• Problem to solve
What is needed is a copy of each line in the listing below that contains "TARGET".

• Exercise input
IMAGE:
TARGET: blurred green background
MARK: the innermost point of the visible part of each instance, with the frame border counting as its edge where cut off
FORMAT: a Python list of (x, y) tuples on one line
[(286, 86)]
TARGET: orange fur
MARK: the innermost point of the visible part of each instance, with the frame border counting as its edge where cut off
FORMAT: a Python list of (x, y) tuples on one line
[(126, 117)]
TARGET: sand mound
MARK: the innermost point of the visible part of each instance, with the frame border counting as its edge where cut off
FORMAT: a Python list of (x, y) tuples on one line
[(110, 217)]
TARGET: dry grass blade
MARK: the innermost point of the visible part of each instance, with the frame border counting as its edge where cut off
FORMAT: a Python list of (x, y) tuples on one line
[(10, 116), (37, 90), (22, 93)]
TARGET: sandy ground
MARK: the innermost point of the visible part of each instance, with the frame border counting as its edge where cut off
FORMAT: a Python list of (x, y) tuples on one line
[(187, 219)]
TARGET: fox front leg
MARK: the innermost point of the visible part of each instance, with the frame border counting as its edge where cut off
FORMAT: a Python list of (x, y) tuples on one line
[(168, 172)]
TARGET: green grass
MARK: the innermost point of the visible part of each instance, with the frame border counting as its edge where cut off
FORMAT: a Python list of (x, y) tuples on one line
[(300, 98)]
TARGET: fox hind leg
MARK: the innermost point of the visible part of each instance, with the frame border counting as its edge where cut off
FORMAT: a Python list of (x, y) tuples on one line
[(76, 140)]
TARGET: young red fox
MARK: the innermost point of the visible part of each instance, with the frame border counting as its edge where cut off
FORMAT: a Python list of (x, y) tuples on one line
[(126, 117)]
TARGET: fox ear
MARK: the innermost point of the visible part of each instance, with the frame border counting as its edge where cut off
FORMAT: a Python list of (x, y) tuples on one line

• Answer to this problem
TARGET: blurred green background
TARGET: orange fur
TARGET: sand mound
TARGET: dry grass blade
TARGET: sandy ground
TARGET: fox front leg
TARGET: green grass
TARGET: fox hind leg
TARGET: young red fox
TARGET: fox ear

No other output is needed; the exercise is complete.